Exercise A:
Answer these questions using the text on long-horizon robotic manipulation with foundation models:
(i) On what software base is the layered architecture built?
(ii) What serves as the shared world model?
(iii) What mainly limits the framework's performance?
Exercise B: Write what follows next in the text on long-horizon robotic manipulation with foundation models, starting after its last sentence.

Source text:
'''

Toward Accurate Long-Horizon Robotic Manipulation: Language-to-Action with Foundation Models via Scene Graphs
Sushil Samuel Dinesh, Shinkyu Park
TL;DR
This work addresses the challenge of long-horizon robotic manipulation without task-specific training by fusing off-the-shelf foundation models within a layered, ROS2-based architecture. A persistent scene-graph serves as a shared world model, updated online by LLM–VLM dialogue and guided by a dedicated cognitive layer for multi-step planning, while a fast execution layer handles motion primitives and control. Across fundamental, structured, and advanced reasoning tasks, the framework demonstrates high scene-graph consistency and robust execution, with performance limited primarily by linguistic ambiguity and cluttered scenes. The proposed approach offers a practical path toward scalable, semantically aware robotic manipulation by leveraging existing foundation models rather than task-specific data or fine-tuning.

'''

Records from a data source
'''

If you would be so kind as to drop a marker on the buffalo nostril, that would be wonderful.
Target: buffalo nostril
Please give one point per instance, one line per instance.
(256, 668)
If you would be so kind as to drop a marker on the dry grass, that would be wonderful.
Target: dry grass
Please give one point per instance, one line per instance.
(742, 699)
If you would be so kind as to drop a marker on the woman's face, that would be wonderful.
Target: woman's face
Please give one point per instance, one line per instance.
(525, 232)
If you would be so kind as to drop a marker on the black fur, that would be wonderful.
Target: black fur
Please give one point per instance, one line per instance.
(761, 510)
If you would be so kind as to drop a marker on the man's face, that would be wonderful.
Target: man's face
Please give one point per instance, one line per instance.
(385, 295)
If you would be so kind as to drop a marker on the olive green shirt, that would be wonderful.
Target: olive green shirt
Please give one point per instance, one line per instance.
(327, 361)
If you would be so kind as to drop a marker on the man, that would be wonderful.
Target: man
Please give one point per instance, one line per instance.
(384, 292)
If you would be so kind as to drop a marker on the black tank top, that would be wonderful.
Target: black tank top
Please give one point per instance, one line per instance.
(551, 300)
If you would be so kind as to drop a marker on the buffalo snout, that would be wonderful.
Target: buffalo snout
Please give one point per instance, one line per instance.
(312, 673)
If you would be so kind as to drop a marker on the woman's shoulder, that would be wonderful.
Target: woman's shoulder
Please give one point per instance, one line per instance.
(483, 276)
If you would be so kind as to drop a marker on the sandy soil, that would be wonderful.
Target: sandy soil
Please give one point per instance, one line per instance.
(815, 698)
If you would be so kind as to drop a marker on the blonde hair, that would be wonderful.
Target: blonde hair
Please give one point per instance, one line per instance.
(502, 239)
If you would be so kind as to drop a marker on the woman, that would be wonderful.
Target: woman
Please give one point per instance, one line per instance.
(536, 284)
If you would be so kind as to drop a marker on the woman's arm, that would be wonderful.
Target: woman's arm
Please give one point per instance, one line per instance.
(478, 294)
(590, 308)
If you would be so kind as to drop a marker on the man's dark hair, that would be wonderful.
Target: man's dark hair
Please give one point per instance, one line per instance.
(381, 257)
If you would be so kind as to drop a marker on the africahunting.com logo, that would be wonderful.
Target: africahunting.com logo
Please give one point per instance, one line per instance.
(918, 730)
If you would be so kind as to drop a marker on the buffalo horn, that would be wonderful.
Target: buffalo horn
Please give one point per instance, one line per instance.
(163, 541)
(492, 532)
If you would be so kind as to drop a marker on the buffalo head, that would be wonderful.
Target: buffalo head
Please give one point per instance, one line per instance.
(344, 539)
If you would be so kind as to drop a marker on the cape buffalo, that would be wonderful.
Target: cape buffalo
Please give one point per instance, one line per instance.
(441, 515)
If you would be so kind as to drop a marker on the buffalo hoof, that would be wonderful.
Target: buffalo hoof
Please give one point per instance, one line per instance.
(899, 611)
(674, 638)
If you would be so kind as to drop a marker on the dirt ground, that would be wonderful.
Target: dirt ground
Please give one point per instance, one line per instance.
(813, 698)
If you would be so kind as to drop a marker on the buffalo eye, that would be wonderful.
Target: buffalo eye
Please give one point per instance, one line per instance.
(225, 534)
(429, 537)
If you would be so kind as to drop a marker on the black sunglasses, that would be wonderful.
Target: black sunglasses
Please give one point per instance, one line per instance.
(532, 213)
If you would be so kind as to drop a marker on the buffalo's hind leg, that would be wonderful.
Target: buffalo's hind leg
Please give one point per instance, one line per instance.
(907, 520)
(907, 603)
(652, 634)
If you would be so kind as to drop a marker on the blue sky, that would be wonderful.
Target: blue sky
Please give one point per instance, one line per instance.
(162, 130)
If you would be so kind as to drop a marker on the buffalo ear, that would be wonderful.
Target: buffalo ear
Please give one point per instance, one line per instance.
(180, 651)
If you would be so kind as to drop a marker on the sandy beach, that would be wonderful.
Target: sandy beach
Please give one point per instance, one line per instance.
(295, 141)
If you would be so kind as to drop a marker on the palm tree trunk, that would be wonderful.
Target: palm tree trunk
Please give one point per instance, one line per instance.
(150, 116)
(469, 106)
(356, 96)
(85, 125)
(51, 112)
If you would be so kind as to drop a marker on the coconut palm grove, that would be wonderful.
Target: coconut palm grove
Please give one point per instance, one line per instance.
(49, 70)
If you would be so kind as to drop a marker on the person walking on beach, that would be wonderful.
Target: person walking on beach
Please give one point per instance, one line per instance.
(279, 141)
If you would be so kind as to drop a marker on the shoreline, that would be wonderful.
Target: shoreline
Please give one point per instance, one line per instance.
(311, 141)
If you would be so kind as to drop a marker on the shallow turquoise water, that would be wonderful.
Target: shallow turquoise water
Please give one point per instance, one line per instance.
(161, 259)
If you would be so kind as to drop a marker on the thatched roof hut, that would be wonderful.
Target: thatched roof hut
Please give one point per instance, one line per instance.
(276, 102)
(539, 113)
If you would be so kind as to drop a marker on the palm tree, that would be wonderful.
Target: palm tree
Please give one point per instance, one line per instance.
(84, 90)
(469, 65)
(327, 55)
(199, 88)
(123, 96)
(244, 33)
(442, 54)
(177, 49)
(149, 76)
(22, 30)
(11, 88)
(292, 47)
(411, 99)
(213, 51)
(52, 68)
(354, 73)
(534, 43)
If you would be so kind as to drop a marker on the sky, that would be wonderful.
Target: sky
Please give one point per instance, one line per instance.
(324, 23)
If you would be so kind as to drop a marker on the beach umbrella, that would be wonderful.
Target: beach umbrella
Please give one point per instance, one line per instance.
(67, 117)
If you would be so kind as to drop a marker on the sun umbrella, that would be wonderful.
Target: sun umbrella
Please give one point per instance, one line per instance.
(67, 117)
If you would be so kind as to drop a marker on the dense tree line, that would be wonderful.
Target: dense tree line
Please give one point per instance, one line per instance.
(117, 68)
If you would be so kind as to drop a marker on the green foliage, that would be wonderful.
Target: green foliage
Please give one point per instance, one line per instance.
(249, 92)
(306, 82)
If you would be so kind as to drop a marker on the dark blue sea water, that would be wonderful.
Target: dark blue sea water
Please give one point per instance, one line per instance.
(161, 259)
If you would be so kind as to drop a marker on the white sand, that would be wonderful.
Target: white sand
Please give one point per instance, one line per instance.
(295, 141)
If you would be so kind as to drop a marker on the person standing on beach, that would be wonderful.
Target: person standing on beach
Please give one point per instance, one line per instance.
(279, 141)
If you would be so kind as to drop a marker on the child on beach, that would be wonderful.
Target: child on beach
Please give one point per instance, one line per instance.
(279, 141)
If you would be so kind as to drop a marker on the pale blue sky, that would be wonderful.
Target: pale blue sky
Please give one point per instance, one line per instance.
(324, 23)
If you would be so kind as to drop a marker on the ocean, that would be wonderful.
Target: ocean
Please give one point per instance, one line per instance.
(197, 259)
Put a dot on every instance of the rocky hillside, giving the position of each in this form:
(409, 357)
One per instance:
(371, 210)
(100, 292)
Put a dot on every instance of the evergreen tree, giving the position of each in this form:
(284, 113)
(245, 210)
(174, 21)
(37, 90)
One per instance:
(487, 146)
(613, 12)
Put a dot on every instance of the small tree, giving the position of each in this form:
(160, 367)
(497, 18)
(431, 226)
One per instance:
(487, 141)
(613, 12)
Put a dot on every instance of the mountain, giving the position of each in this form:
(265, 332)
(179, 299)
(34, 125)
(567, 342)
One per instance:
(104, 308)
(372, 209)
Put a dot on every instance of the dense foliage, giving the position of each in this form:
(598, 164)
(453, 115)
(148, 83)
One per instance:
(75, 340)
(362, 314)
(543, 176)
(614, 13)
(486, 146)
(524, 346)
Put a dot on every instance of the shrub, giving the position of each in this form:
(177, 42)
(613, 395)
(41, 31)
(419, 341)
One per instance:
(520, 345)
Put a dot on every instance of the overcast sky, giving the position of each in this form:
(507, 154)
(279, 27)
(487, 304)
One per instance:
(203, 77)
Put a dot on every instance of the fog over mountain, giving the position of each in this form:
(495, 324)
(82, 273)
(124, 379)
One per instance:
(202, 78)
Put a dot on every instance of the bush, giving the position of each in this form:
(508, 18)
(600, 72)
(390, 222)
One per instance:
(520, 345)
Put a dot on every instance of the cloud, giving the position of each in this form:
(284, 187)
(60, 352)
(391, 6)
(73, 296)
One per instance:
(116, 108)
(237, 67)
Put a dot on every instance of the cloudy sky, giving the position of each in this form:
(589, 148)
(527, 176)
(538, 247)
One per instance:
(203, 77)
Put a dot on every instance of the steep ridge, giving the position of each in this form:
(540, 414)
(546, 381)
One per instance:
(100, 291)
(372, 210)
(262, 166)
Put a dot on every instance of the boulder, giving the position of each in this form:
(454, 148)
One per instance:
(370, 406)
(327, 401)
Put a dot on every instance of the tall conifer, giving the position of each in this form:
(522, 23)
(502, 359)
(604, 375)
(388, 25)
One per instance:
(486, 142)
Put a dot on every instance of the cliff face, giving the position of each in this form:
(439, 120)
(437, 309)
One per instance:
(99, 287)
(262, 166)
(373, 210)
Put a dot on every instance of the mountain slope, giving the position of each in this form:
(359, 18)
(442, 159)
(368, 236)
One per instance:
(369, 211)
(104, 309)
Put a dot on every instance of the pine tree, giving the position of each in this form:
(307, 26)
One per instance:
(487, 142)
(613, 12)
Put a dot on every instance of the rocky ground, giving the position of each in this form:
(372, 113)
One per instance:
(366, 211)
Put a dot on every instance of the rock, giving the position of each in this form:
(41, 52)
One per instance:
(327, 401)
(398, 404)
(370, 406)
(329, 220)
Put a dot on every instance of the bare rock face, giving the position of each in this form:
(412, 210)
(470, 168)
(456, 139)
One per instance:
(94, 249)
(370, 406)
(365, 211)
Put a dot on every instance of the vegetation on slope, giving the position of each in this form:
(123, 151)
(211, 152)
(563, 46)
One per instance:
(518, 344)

'''

Task output A:
(i) ROS2
(ii) A persistent scene-graph
(iii) Linguistic ambiguity and cluttered scenes

Task output B:
Abstract
This paper presents a framework that leverages pre-trained foundation models for robotic manipulation without domain-specific training. The framework integrates off-the-shelf models, combining multimodal perception from foundation models with a general-purpose reasoning model capable of robust task sequencing. Scene graphs, dynamically maintained within the framework, provide spatial awareness and enable consistent reasoning about the environment. The framework is evaluated through a series of tabletop robotic manipulation experiments, and the results highlight its potential for building robotic manipulation systems directly on top of off-the-shelf foundation models.